■ **AVAILABLE RECORDS**:
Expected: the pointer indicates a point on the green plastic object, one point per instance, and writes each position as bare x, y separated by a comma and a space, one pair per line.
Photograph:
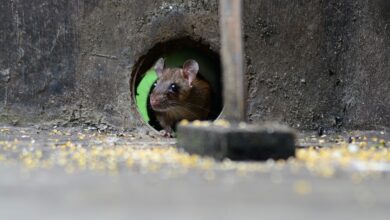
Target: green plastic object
143, 91
175, 59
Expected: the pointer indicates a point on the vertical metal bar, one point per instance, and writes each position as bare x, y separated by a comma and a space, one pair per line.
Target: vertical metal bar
232, 59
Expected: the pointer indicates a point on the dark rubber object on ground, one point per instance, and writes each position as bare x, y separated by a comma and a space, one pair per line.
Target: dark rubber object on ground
238, 142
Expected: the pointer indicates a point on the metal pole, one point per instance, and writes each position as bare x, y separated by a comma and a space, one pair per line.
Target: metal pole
232, 59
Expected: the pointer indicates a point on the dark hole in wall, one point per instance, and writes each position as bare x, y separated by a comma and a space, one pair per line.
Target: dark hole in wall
177, 51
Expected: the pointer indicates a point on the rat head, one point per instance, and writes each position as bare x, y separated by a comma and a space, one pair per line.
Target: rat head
173, 85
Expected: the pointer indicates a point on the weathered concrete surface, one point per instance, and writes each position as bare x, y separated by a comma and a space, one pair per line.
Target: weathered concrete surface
309, 63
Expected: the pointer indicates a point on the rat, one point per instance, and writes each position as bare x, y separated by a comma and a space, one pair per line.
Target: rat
179, 93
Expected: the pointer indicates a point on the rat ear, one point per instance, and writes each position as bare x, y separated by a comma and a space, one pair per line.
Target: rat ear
159, 66
190, 70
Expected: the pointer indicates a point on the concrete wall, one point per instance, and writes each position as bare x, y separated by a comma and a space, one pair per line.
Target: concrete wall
309, 63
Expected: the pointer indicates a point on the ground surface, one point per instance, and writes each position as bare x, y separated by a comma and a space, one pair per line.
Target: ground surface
77, 173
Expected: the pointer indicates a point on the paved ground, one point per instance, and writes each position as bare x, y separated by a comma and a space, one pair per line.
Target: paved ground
82, 174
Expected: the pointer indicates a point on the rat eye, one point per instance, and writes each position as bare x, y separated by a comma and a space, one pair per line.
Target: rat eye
173, 87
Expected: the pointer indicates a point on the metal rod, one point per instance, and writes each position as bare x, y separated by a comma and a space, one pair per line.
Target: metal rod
232, 59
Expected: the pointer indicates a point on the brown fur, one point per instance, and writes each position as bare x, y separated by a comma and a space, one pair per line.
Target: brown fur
191, 102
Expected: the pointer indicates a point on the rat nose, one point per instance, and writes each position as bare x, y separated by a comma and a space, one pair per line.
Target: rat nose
154, 101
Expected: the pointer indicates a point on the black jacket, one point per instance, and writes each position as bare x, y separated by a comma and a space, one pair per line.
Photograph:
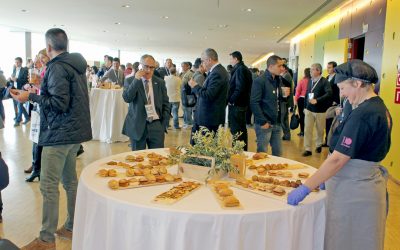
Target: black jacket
240, 85
335, 90
22, 77
266, 94
211, 103
323, 95
64, 102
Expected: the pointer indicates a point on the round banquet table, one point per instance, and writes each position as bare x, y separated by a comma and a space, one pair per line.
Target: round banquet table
108, 111
128, 219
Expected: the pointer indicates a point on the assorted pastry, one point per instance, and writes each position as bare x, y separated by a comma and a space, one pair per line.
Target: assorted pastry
225, 195
146, 180
263, 187
177, 192
260, 156
270, 180
303, 175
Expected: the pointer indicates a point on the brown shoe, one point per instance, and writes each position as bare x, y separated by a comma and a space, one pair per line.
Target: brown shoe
64, 233
28, 170
38, 244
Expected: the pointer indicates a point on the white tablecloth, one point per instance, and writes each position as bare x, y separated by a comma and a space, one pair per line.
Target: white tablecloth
108, 111
128, 219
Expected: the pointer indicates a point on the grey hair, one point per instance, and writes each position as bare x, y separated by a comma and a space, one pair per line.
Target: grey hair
145, 56
211, 54
317, 66
57, 38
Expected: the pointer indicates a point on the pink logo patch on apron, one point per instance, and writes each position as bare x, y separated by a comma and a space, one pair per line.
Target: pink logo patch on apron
346, 142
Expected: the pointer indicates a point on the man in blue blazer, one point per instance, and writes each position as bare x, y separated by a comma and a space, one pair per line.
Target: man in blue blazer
149, 111
212, 97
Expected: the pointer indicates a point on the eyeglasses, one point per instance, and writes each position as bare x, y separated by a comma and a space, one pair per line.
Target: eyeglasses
148, 67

■ **PROBLEM DESCRIPTION**: Return the entire listing above verbatim, omitting the pictures.

■ **EXERCISE ANSWER**:
Expected: the pointer indicates a point on the green plastic object, one point per instance, and writes each position as bare x, y separated by a comma and a space, one pair per line.
Photograph:
Target: green plastic object
143, 91
175, 59
Expected: the pointer indicates a point on the vertical metal bar, one point per instance, and writes each position as bare x, y separated by a comma and a space, one pair per line.
Target: vertical metal bar
232, 59
Expected: the pointer indicates a point on the dark rubber object on ground, one point per instance, and writes each position as bare x, y separated by a comma and a space, one pair per line.
Target: dark rubber object on ground
238, 142
Expected: the pointer indicates a point on the metal pole, one point per instance, and writes each position as bare x, y separated by a comma and a space, one pair per line.
Target: metal pole
232, 59
Expected: the pointer indicates a point on the dark hole in wall, one point per instance, and writes each position as bare x, y separated by a comma and a space, one pair per line.
Target: dark hole in wall
177, 51
Expected: the pointer indicates a point on the rat head, one point per instance, and writes each position as bare x, y separated by a comma and a space, one pair per line.
Target: rat head
173, 85
Expected: the pointer indicates a point on the weathered concrete surface, one point per instance, and writes each position as bare x, y separated by a comma and a space, one pair per line.
Target: weathered concrete surface
309, 63
Expected: the pointer indicates a point on the rat, one point per instance, and writes each position as bare x, y separated by a comma and a space, one pair per line.
Target: rat
179, 93
Expected: the pointer indicates a point on the rat ear, one point per instance, and writes each position as bare x, y separated by a comma and a space, one pair per line.
Target: rat ear
159, 66
190, 70
Expected: the pointer indicates a point on the concrete wall, one point per instance, and writes each position as bare x, y separated by a comma and a space, one pair per line.
Target: concrete wall
309, 63
Expected: the pointer indicates a point on the ground surface, one point per instance, and writes each position as bare x, y separated by a comma and a space, one pair per line.
Target: ground surface
77, 173
Expected: the pointer indicates a point on the paved ground, one point per instance, and writes each position as bare x, y separated by a comma and a space, one pair per line.
Target: paved ground
82, 174
Expected: the pointer indicates a point on the rat eye, one point per instance, and writes each position as bare x, y separated by a comma and a space, one pair per line.
Target: rat eye
173, 87
Expected: the pointer indicates a point on the metal rod, one point per instance, and writes each position as bare x, y separated by a comma and a space, one pair per line.
Target: metal rod
232, 59
Expected: the pointer indicates a point on the brown fur, one point per instance, and writes each position as bare x, y separated by a comma and a space, one pair per line.
Target: brown fur
191, 102
Expected: the pointer indicates a point on the rat nose, one point per instance, and writes each position as bare x, y separated by a comma and a space, one pair per line.
Target: rat nose
154, 101
Expected: the pointer indicates a point on the black jacket, one point per instance, and writes each position as bare x, y separated by a comma and a space, one pair per line.
Photograph:
Target: black jacket
240, 85
335, 90
22, 77
266, 94
211, 103
323, 95
64, 102
Expected: the pointer indicates a point on the round banquet table, one point per instance, and writes each position as bare x, y separated by a comma and a space, one pair per line.
Target: round banquet table
108, 111
128, 219
Expected: the pointer indicates a point on the assorted pastry, one point per instance, and writes each position as bare x, y separated by a comma and a space, one pair per line.
Target: assorted pastry
225, 195
146, 180
263, 187
177, 192
260, 156
270, 180
303, 175
Expected: the pointer indicates a point on the brown shoe, one point per instance, and writes each position as bare x, y separated by a comma and a space, one pair per line.
Target: brown shoe
64, 233
28, 170
38, 244
Expected: the pointer indicates a point on the white tablecloth, one point per instance, and writes each position as bare x, y separated by a comma and a space, one pair per line.
Target: white tablecloth
108, 111
128, 219
Expected: the pointer indicates a point on the grey hair, one point per instance, and writes each position as bare x, y separated by a comma and a space, one pair per line.
Target: grey hair
145, 56
211, 54
317, 66
57, 38
Expected: the pointer indicates a point on the pink logo patch on apron, one point per instance, and writes each position as bare x, y separated by a comma and a space, one pair per line.
Target: pink logo patch on apron
346, 142
Expected: the pointer indicates a point on the man in blue blazer, one point per instance, and writes each position as bare x, y separated by a comma and a space, one pair per line.
Target: man in blue blazer
149, 111
212, 97
Expected: the pointer indicates a point on the eyeglasses, one point per instance, and writes each position as bare x, y separated by a comma and a space, one pair per line.
Target: eyeglasses
148, 67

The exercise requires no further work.